Exercise aim:
Copy the records below from their start through the line containing "point(77, 72)", keeping the request text as is but scaling every point coordinate in the answers by 1.5 and rounding to whole numbers, with halves rounded up. Omit the pictures.

:: Source material ::

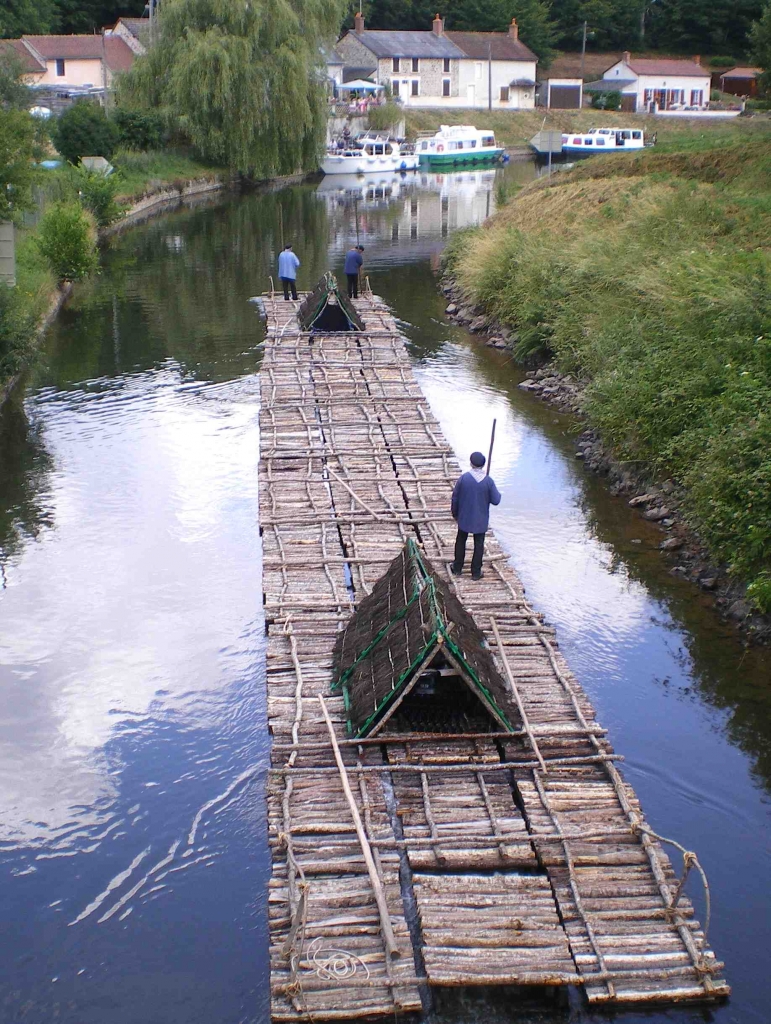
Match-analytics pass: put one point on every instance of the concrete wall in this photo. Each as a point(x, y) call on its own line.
point(474, 84)
point(7, 253)
point(355, 53)
point(684, 83)
point(430, 78)
point(77, 72)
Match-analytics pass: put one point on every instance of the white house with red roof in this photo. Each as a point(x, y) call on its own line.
point(668, 83)
point(443, 69)
point(62, 68)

:::

Response to the exercise:
Match-analytics pass: put one point on every instance of the concrete wall in this photo. Each as a point(x, y) call on its own line.
point(711, 126)
point(11, 380)
point(533, 80)
point(1026, 125)
point(645, 117)
point(116, 108)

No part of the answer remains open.